- Reading text:
## Begin
JUDGMENT OF THE EUROPEAN UNION CIVIL SERVICE TRIBUNAL

(First Chamber)

8 February 2012

Case F‑23/11

AY

v

Council of the European Union

(Civil service — Officials — Promotion — 2010 promotion exercise — Consideration of comparative merits — Failure to take into account further training and certification — Error of law)

Application:      brought under Article 270 TFEU, applicable to the EAEC Treaty by virtue of Article 106a thereof, in which AY seeks, in particular, annulment of the Council’s decision not to promote him to grade AST 9 in the 2010 promotion exercise, and compensation for the harm allegedly suffered.

Held:      The decision of the Council not to promote the applicant to grade AST 9 in the 2010 promotion exercise is annulled. There is no need to adjudicate on the applicant’s alternative heads of claim. The remainder of the applicant’s action is dismissed. The Council is ordered to pay all the costs.

Summary

1.      Officials — Promotion — Consideration of comparative merits — Obligation on the appointing authority — Burden of proof

(Staff Regulations, Art. 45)

2.      Officials — Promotion — Candidates eligible for promotion — Officials who have passed the certification tests — Entitlement to promotion — None

(Staff Regulations, Arts 45 and 45a)
## End
- Dataset rows:
## Begin
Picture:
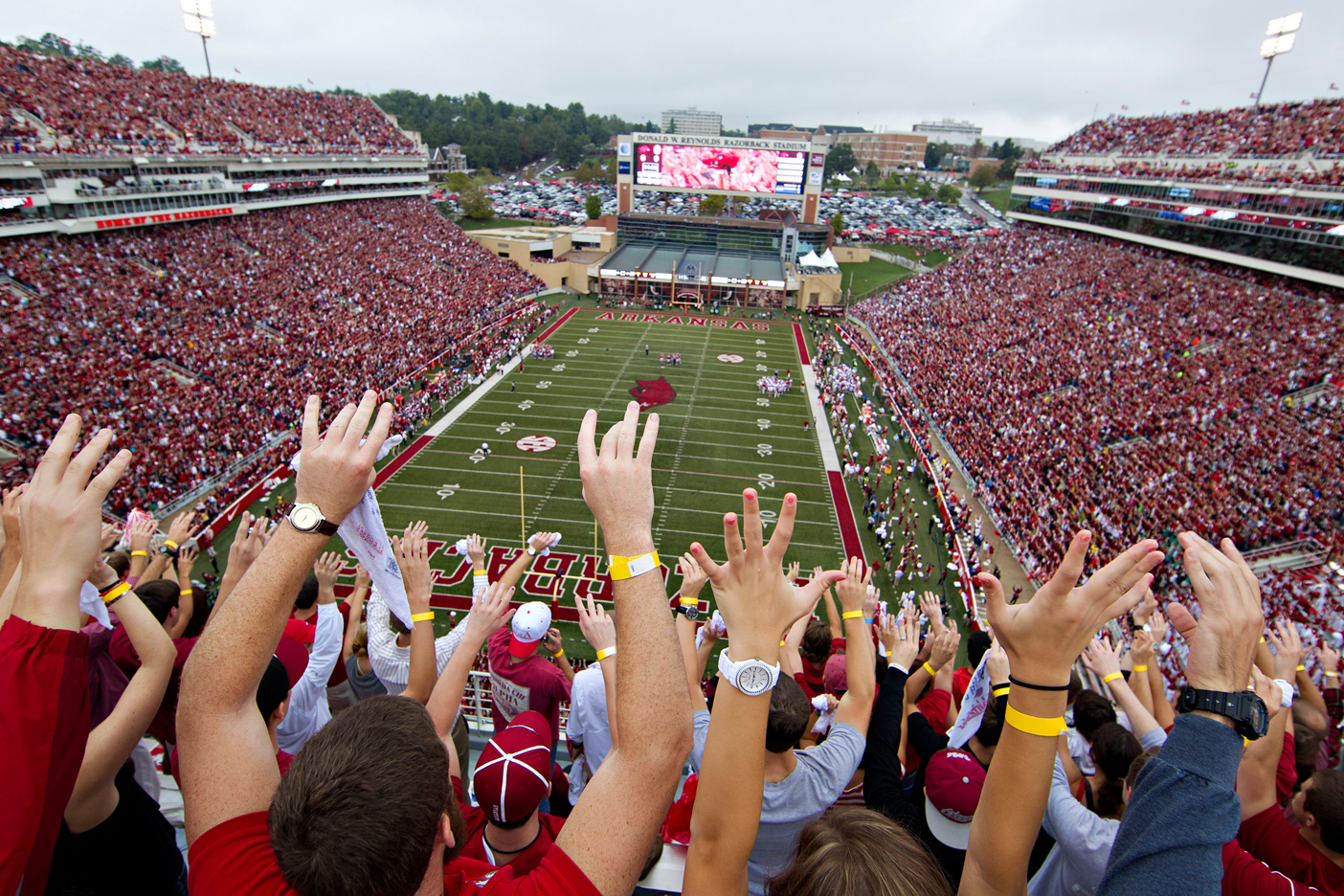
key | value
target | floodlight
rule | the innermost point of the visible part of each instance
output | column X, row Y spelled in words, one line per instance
column 1276, row 26
column 205, row 27
column 1276, row 46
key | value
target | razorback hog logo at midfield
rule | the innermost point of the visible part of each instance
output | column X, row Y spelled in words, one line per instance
column 654, row 392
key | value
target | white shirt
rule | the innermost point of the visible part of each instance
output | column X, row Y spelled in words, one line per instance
column 588, row 719
column 308, row 709
column 392, row 662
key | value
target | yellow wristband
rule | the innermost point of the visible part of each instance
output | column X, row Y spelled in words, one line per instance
column 113, row 593
column 1034, row 725
column 629, row 567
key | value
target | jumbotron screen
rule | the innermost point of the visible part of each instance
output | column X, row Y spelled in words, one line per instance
column 749, row 170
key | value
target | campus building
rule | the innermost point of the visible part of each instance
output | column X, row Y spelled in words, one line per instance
column 692, row 123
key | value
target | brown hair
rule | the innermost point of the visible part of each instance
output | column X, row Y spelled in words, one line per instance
column 789, row 715
column 816, row 641
column 851, row 852
column 359, row 809
column 1326, row 799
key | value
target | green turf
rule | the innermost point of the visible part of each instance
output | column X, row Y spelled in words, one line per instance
column 717, row 438
column 870, row 277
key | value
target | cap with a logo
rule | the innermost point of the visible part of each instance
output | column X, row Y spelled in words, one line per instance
column 514, row 772
column 531, row 622
column 953, row 782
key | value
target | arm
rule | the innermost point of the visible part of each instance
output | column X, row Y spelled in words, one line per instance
column 356, row 609
column 1042, row 638
column 599, row 630
column 1193, row 778
column 226, row 756
column 759, row 606
column 186, row 595
column 412, row 555
column 609, row 832
column 110, row 743
column 857, row 705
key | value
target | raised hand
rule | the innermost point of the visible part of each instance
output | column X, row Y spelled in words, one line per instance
column 1101, row 657
column 757, row 602
column 328, row 567
column 692, row 576
column 1288, row 649
column 597, row 626
column 335, row 470
column 489, row 615
column 933, row 610
column 618, row 482
column 907, row 642
column 143, row 533
column 945, row 646
column 476, row 549
column 1046, row 635
column 1221, row 641
column 852, row 589
column 62, row 524
column 541, row 540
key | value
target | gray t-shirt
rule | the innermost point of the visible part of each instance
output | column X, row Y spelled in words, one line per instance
column 788, row 806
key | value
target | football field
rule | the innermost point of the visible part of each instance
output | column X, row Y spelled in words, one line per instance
column 719, row 434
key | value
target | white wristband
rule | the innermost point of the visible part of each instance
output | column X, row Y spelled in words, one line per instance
column 1285, row 693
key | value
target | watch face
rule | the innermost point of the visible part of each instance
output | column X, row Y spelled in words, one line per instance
column 305, row 517
column 752, row 679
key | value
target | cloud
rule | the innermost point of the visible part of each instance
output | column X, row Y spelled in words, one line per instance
column 1028, row 67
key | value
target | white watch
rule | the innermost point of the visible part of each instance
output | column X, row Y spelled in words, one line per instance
column 751, row 677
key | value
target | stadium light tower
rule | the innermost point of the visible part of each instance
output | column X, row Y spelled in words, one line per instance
column 196, row 15
column 1280, row 36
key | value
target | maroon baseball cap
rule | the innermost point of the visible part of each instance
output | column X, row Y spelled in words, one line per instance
column 293, row 657
column 952, row 792
column 514, row 772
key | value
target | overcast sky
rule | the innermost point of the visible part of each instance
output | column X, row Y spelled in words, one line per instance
column 1018, row 67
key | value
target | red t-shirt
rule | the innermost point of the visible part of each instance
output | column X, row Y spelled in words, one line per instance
column 164, row 725
column 532, row 683
column 235, row 858
column 522, row 862
column 1271, row 840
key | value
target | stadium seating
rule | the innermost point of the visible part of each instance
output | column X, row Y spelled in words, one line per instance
column 1085, row 382
column 89, row 106
column 196, row 342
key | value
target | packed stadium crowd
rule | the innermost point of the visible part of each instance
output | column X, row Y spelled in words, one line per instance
column 198, row 342
column 1097, row 363
column 89, row 106
column 844, row 746
column 1271, row 129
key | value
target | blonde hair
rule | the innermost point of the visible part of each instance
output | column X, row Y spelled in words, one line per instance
column 851, row 852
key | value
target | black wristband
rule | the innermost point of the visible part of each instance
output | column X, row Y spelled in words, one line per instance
column 1023, row 683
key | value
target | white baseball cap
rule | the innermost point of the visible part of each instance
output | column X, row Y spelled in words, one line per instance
column 531, row 622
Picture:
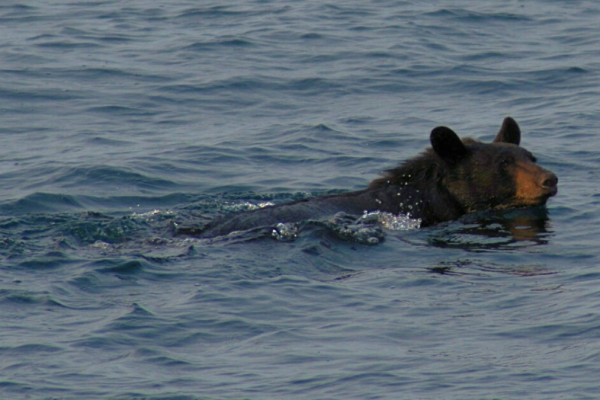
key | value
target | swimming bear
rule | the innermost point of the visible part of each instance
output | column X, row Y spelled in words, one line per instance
column 452, row 178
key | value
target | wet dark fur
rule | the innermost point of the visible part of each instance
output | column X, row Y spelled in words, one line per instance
column 450, row 179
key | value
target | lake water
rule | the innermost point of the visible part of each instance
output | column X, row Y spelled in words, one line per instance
column 121, row 119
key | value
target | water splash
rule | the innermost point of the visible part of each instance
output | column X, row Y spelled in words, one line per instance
column 393, row 222
column 285, row 232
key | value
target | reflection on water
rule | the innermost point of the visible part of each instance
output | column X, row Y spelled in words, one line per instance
column 495, row 230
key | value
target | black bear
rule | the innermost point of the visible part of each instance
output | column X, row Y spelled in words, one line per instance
column 448, row 180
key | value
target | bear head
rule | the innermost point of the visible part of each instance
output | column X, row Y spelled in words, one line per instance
column 500, row 174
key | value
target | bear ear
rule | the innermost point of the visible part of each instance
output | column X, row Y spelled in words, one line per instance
column 447, row 144
column 509, row 132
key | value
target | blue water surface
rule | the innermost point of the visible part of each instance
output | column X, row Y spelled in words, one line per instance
column 124, row 120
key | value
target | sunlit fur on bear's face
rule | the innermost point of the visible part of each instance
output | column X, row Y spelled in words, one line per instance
column 498, row 175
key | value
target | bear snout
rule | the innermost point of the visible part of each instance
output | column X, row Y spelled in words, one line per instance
column 550, row 182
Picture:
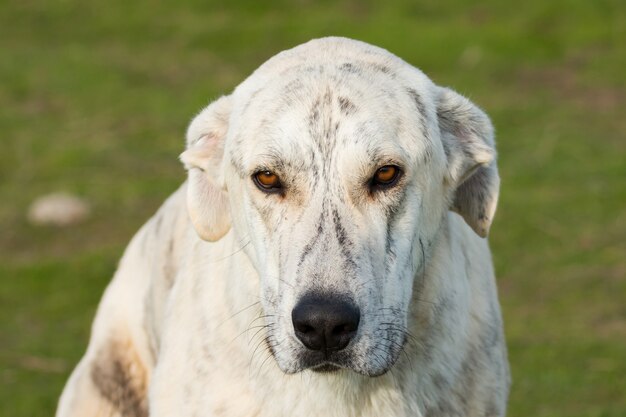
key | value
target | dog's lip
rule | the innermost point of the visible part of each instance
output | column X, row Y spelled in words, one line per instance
column 325, row 367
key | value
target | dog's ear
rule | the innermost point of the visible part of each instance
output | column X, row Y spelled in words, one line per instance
column 472, row 174
column 207, row 201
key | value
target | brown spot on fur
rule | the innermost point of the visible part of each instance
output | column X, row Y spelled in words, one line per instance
column 346, row 106
column 120, row 377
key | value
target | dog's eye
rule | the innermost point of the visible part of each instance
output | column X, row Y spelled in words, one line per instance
column 385, row 177
column 267, row 181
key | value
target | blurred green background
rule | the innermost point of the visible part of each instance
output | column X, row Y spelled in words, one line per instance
column 95, row 98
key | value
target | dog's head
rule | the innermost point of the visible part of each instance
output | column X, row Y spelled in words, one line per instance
column 339, row 162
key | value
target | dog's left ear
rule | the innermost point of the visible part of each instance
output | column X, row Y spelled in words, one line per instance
column 207, row 201
column 472, row 174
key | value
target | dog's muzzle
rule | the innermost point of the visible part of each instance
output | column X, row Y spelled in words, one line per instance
column 325, row 324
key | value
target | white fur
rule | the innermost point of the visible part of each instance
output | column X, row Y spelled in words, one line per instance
column 216, row 273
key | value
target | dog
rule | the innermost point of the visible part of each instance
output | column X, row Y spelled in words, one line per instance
column 325, row 256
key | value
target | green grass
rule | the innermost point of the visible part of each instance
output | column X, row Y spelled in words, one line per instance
column 95, row 98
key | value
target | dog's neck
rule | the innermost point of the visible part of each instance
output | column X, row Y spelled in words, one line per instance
column 344, row 390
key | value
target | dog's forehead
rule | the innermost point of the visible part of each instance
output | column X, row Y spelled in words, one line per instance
column 335, row 91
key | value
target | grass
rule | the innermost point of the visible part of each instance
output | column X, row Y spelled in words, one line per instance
column 95, row 98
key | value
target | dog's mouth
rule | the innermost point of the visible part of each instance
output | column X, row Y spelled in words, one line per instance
column 325, row 368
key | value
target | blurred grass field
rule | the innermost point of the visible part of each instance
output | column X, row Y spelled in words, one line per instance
column 95, row 97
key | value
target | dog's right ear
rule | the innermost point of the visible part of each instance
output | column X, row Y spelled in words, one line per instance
column 207, row 201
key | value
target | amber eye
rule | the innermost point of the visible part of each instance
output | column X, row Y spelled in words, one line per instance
column 385, row 176
column 267, row 181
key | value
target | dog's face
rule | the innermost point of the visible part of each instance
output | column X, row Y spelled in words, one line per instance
column 338, row 162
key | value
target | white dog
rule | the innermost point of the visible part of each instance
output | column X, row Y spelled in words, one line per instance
column 324, row 258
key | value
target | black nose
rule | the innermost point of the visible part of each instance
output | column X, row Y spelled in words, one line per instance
column 325, row 324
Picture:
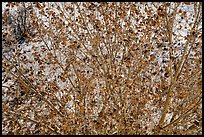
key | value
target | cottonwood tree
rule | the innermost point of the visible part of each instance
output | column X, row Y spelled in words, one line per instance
column 101, row 68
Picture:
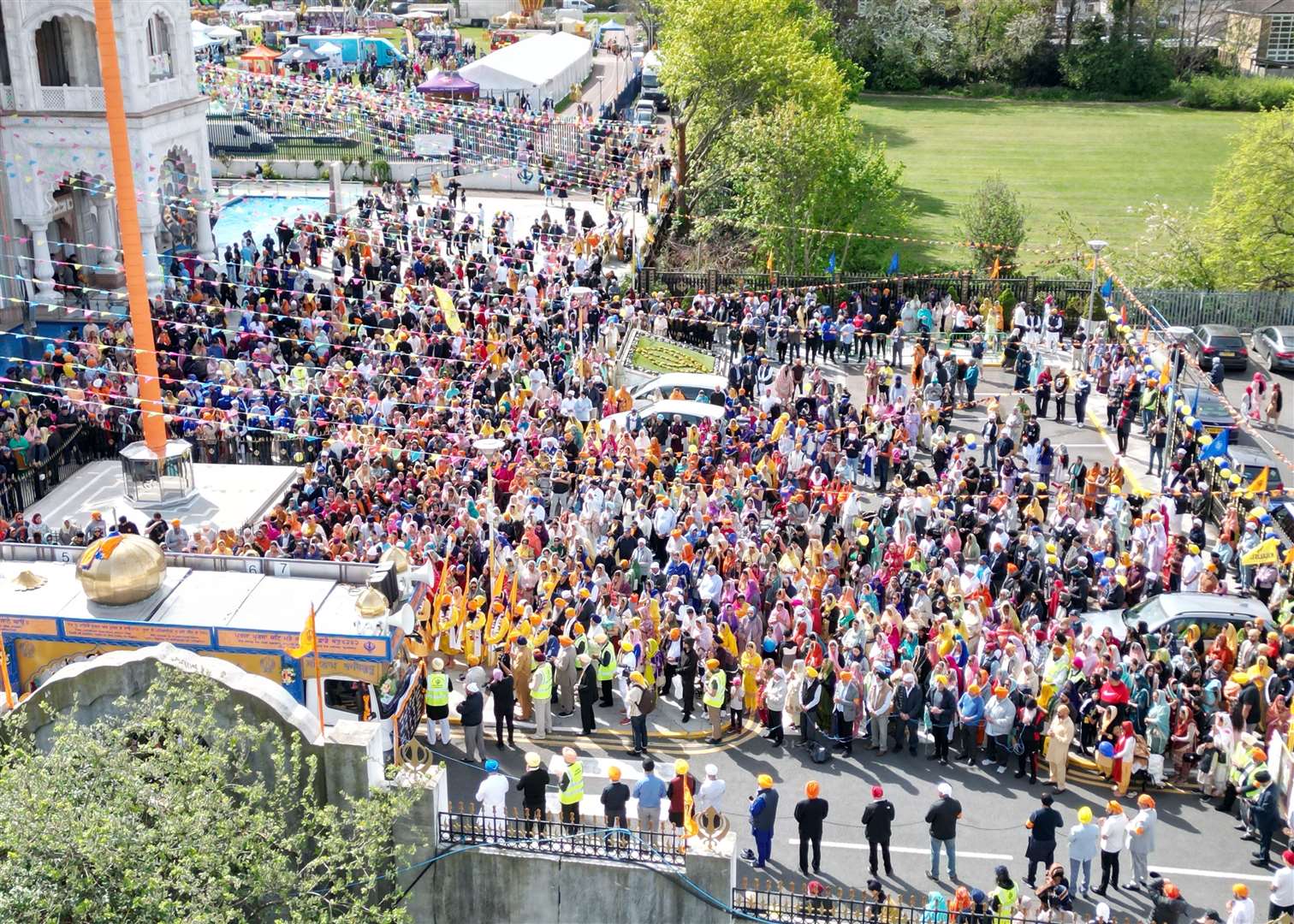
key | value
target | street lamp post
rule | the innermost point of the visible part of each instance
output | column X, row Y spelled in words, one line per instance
column 1097, row 246
column 490, row 447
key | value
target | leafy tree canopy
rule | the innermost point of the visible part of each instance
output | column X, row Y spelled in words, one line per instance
column 1250, row 222
column 159, row 814
column 994, row 215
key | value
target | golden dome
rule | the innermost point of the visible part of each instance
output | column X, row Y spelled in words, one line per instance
column 371, row 603
column 399, row 555
column 121, row 570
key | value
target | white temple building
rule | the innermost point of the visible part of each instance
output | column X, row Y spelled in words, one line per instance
column 56, row 174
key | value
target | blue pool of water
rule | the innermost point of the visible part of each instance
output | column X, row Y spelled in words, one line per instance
column 260, row 214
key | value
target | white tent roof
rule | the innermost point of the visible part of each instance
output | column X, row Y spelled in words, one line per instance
column 550, row 62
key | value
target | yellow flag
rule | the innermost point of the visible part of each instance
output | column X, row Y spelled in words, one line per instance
column 497, row 593
column 307, row 643
column 1258, row 485
column 1264, row 553
column 690, row 827
column 447, row 307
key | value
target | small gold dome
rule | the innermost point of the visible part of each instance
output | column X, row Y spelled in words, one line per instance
column 371, row 603
column 121, row 570
column 27, row 580
column 399, row 555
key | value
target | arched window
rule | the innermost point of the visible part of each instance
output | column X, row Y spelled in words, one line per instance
column 5, row 75
column 53, row 53
column 161, row 52
column 66, row 52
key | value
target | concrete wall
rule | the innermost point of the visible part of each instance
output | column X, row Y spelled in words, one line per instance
column 87, row 691
column 502, row 181
column 478, row 884
column 503, row 886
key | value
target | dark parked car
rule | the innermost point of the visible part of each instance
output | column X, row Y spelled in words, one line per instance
column 1250, row 461
column 1273, row 347
column 1210, row 412
column 1222, row 341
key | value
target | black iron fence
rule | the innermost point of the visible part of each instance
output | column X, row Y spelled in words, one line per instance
column 1187, row 308
column 35, row 479
column 816, row 903
column 546, row 833
column 1172, row 307
column 960, row 287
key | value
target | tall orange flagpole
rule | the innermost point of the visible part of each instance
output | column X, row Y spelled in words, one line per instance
column 4, row 671
column 132, row 242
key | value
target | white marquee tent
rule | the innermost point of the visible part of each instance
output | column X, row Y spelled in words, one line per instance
column 545, row 66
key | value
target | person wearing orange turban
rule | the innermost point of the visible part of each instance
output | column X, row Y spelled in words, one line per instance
column 810, row 813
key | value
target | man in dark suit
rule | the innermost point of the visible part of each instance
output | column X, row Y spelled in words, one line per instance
column 1267, row 818
column 810, row 813
column 588, row 691
column 877, row 822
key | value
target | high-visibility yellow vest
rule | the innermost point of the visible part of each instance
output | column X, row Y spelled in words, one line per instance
column 1007, row 900
column 1240, row 761
column 543, row 687
column 1250, row 785
column 575, row 785
column 437, row 690
column 715, row 690
column 606, row 663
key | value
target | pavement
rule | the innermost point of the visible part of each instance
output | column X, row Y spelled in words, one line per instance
column 1197, row 847
column 608, row 77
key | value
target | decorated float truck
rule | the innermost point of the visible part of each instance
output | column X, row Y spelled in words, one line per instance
column 65, row 605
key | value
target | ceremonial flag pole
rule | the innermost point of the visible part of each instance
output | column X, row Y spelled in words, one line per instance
column 308, row 645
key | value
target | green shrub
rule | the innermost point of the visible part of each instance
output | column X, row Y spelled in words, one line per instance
column 1235, row 92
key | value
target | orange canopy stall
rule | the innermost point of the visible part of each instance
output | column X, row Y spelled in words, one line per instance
column 259, row 60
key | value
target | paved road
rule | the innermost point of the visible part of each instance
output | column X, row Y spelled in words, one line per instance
column 1197, row 847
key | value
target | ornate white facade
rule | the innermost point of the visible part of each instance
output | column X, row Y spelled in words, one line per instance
column 56, row 174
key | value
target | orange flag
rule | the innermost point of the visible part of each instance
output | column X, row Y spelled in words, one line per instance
column 308, row 643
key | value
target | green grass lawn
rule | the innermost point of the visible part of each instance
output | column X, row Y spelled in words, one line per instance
column 1095, row 161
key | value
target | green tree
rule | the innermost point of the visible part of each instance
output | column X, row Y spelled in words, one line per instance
column 994, row 215
column 899, row 43
column 159, row 814
column 996, row 38
column 1250, row 222
column 715, row 73
column 1114, row 65
column 788, row 169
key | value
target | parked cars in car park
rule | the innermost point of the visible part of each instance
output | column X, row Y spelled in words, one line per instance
column 1220, row 341
column 1211, row 613
column 650, row 416
column 1273, row 347
column 692, row 386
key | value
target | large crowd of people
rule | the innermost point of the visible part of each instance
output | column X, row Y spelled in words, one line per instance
column 846, row 568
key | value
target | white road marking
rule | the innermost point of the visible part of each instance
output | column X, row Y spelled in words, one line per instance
column 924, row 852
column 1210, row 874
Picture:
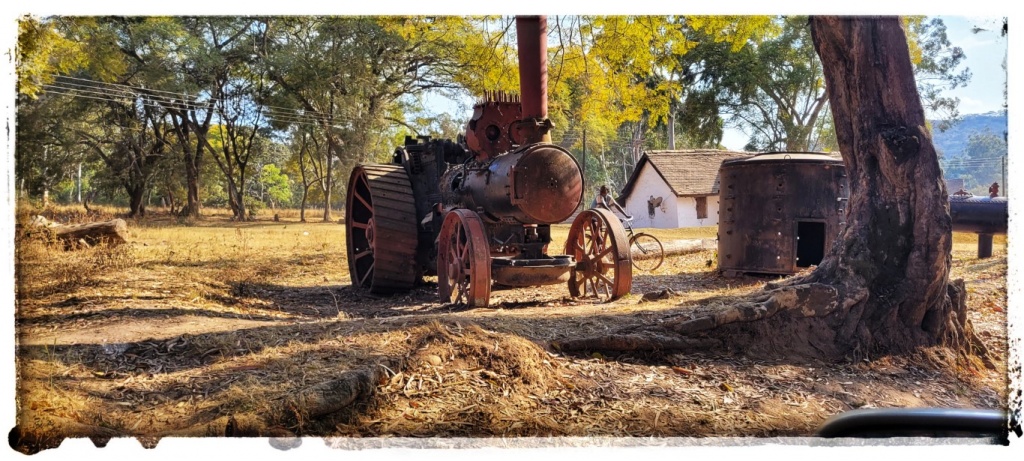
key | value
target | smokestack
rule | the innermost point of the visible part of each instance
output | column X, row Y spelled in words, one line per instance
column 531, row 38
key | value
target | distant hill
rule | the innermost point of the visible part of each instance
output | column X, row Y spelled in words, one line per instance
column 952, row 141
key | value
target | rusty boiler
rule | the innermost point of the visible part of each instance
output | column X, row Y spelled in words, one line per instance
column 478, row 210
column 779, row 212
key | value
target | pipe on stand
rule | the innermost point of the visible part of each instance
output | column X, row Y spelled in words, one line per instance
column 983, row 215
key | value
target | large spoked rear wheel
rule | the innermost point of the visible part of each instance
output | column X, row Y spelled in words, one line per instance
column 463, row 260
column 598, row 243
column 380, row 224
column 646, row 252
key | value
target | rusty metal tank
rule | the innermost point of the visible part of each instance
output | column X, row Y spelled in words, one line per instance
column 779, row 212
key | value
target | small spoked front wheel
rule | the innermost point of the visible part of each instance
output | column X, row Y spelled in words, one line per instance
## End
- Work to do: Reproduce the passage of the tribunal judgment starting with "Held:      The decision of" and going on through "Regulations, Art. 45)". The entries play no part in this work.

- Result:
Held:      The decision of the Council not to promote the applicant to grade AST 9 in the 2010 promotion exercise is annulled. There is no need to adjudicate on the applicant’s alternative heads of claim. The remainder of the applicant’s action is dismissed. The Council is ordered to pay all the costs.

Summary

1.      Officials — Promotion — Consideration of comparative merits — Obligation on the appointing authority — Burden of proof

(Staff Regulations, Art. 45)